## What you will do
Restate every line of the material, word for word.

## Data provided
* START *
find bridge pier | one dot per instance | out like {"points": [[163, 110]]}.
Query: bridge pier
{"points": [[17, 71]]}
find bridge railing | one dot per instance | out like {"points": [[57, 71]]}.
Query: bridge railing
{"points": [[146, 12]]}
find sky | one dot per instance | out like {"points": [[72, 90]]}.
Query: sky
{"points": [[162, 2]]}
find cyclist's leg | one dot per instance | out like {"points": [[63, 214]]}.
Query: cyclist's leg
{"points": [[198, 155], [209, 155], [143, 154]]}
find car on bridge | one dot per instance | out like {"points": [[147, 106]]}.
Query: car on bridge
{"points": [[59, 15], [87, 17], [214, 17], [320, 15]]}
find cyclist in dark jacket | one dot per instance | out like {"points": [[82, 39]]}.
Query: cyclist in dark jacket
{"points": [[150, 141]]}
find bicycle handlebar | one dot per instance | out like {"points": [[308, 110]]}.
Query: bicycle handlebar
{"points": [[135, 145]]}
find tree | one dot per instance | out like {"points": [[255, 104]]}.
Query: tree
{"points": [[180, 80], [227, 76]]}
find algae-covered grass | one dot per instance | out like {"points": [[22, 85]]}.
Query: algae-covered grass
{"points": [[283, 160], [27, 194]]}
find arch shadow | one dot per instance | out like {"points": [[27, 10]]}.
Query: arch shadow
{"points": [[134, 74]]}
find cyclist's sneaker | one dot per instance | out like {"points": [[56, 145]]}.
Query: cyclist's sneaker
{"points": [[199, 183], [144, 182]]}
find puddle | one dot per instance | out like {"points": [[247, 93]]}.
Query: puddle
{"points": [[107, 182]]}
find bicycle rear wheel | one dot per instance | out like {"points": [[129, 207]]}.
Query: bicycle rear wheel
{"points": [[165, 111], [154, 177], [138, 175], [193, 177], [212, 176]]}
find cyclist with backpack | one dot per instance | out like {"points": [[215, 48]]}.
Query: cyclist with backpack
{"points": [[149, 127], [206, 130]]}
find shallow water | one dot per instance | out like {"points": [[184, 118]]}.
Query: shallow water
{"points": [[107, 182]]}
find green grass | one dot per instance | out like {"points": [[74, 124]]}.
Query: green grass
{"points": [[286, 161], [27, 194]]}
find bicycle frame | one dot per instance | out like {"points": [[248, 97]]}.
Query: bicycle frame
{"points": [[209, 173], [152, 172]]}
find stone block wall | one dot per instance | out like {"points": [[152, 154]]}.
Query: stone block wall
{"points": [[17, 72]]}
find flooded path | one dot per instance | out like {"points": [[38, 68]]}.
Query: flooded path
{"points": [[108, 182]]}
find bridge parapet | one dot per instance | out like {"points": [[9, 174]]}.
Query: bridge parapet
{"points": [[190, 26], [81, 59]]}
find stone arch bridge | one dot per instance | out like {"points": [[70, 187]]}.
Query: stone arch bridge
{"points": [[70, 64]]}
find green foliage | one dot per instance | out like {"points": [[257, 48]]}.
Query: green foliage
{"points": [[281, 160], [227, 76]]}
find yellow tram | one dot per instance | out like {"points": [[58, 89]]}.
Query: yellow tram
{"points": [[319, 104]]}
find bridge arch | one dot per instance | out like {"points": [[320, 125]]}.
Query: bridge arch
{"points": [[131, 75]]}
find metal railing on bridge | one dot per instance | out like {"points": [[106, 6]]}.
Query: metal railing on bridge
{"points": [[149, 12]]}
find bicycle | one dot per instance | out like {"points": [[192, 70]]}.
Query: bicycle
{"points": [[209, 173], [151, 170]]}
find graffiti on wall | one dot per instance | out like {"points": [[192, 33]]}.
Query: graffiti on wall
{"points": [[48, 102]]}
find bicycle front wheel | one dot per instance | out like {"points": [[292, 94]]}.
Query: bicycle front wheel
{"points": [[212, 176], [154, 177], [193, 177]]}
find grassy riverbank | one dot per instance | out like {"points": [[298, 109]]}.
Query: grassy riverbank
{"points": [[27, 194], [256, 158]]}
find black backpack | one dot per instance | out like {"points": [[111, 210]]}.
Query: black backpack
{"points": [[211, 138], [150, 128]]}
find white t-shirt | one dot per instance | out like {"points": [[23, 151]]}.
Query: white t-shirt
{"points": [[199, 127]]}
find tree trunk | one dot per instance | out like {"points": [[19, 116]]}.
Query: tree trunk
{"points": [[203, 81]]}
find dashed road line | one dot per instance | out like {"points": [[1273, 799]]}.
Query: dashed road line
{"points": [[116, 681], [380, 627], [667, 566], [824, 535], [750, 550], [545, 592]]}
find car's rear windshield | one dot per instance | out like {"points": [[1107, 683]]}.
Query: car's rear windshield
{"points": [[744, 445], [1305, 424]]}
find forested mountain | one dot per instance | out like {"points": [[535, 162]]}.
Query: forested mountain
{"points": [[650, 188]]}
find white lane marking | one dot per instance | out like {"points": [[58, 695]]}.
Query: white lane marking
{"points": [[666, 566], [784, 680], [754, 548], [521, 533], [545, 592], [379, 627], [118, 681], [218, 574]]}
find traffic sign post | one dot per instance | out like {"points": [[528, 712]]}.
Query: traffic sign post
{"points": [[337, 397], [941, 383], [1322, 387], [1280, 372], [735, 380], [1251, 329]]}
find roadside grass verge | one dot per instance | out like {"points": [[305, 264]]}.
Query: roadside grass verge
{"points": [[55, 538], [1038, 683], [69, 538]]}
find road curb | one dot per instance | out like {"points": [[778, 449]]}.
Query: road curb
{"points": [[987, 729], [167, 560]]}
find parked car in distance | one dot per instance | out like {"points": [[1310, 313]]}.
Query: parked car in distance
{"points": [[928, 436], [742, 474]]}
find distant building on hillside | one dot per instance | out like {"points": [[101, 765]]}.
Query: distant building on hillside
* END *
## Final result
find bridge pier | one dot per instance | out like {"points": [[163, 110]]}.
Query: bridge pier
{"points": [[17, 71]]}
find bridge railing | one dot per instance | out like {"points": [[57, 71]]}.
Query: bridge railing
{"points": [[146, 12]]}
find sky | one dot per instance | out like {"points": [[72, 90]]}.
Query: sky
{"points": [[162, 2]]}
find cyclist's leg | one dot per instance | out like {"points": [[63, 214]]}.
Query: cyclist's leg
{"points": [[198, 155], [209, 155], [143, 154]]}
find car on bridge | one dot per instance | out like {"points": [[147, 106]]}.
Query: car on bridge
{"points": [[59, 15], [87, 17], [214, 17], [320, 15]]}
find cyclist in dark jacket | one dot per instance | out like {"points": [[82, 39]]}.
Query: cyclist in dark jacket
{"points": [[150, 141]]}
find bicycle handlebar | one dot per instance | out like {"points": [[308, 110]]}.
Query: bicycle handlebar
{"points": [[135, 145]]}
find tree | one dot per instance | out like {"points": [[255, 104]]}.
Query: tree
{"points": [[180, 80], [227, 76]]}
find algae-covered grass | one dot per instance | out like {"points": [[22, 85]]}.
Query: algae-covered grass
{"points": [[283, 160], [27, 194]]}
find arch shadow | one dot per instance | out like {"points": [[27, 10]]}.
Query: arch shadow
{"points": [[134, 74]]}
find cyclist's sneaker | one dot per instance | out like {"points": [[56, 145]]}.
Query: cyclist's sneaker
{"points": [[199, 183], [144, 182]]}
find puddle | one dot per instance | out like {"points": [[247, 93]]}.
Query: puddle
{"points": [[107, 182]]}
find bicycle rear wheel | one dot per instance | out like {"points": [[129, 207]]}.
Query: bicycle rear wheel
{"points": [[165, 111], [154, 177], [138, 175], [193, 177], [212, 176]]}
find cyclist with backpack | one dot per instance | out like {"points": [[215, 48]]}.
Query: cyclist with backpack
{"points": [[149, 127], [206, 130]]}
find shallow water | one dot per instance | out like {"points": [[184, 118]]}.
Query: shallow water
{"points": [[107, 182]]}
find green grass | one dot per instance | out like {"points": [[74, 124]]}.
Query: green grass
{"points": [[286, 161], [27, 194]]}
find bicycle frame | one dot per instance | out like {"points": [[248, 97]]}.
Query: bicycle frame
{"points": [[209, 173], [152, 172]]}
find stone block wall | one dot per instance | out like {"points": [[152, 154]]}.
Query: stone block wall
{"points": [[17, 72]]}
find flooded path | one dot per instance | out like {"points": [[38, 68]]}.
Query: flooded path
{"points": [[108, 182]]}
find bridge parapet | one dot per instance | out like {"points": [[9, 174]]}.
Query: bridge parapet
{"points": [[190, 26], [81, 59]]}
find stone arch bridge | one dot per instance | out like {"points": [[70, 187]]}.
Query: stone arch bridge
{"points": [[70, 64]]}
find green foliage | one dot per instance | out like {"points": [[257, 48]]}.
Query: green foliage
{"points": [[281, 160], [227, 76]]}
find yellow tram | one dot per instance | out like {"points": [[58, 89]]}.
Query: yellow tram
{"points": [[319, 104]]}
find bridge arch | one dot per instance | out like {"points": [[320, 125]]}.
Query: bridge arch
{"points": [[131, 75]]}
find metal railing on bridge | one dot per instance | out like {"points": [[106, 6]]}.
Query: metal railing on bridge
{"points": [[149, 12]]}
find bicycle | one dot per instance | out like {"points": [[192, 70]]}.
Query: bicycle
{"points": [[209, 173], [151, 170]]}
find graffiti on wall | one dot per instance | out like {"points": [[192, 33]]}.
Query: graffiti on wall
{"points": [[48, 102]]}
find bicycle front wheel | one dot per instance | out like {"points": [[292, 94]]}.
Query: bicycle front wheel
{"points": [[212, 176], [154, 177], [193, 177]]}
find grassy riverbank | one dot per instance | out like {"points": [[298, 109]]}.
Query: grassy riverbank
{"points": [[27, 194], [256, 158]]}
find black backpack | one dot per instance | out like {"points": [[111, 210]]}.
Query: black backpack
{"points": [[211, 138], [150, 128]]}
find white t-shirt | one dot per instance | out like {"points": [[23, 151]]}.
Query: white t-shirt
{"points": [[199, 127]]}
find tree trunk | one dot per instance | out like {"points": [[19, 116]]}.
Query: tree trunk
{"points": [[203, 81]]}
find dashed road line | one dot per instance | out like {"points": [[1273, 799]]}.
Query: dashed road line
{"points": [[116, 681], [380, 627], [667, 566], [824, 535], [750, 550], [545, 592]]}
find car's rear windshield | one dot per instance | out like {"points": [[1107, 683]]}.
Query: car's rear windshield
{"points": [[744, 445], [1305, 424]]}
find forested mountain | one dot per instance | out like {"points": [[535, 162]]}.
Query: forested mountain
{"points": [[650, 188]]}
find white lane marking | one dot per instance | out like {"points": [[58, 695]]}.
Query: white lane marking
{"points": [[666, 566], [784, 680], [754, 548], [521, 533], [545, 592], [379, 627], [118, 681], [218, 574]]}
find traffic sign post | one dot per instance | out like {"points": [[528, 712]]}.
Query: traffic sign post
{"points": [[337, 397], [941, 383], [1322, 387], [1280, 372], [735, 380], [1251, 329]]}
find roadside grass verge | one dot per instance | out like {"points": [[305, 264]]}.
Query: roadside grass verge
{"points": [[55, 538], [1038, 683], [69, 538]]}
find road curb | one dot per instance | out like {"points": [[778, 449]]}.
Query: road curb
{"points": [[987, 729], [167, 560]]}
find parked car in distance | one dot per instance | out like {"points": [[1310, 313]]}.
Query: parked car in distance
{"points": [[928, 436], [742, 474]]}
find distant building on hillside | one dot per instance | out like {"points": [[101, 765]]}.
Query: distant building on hillside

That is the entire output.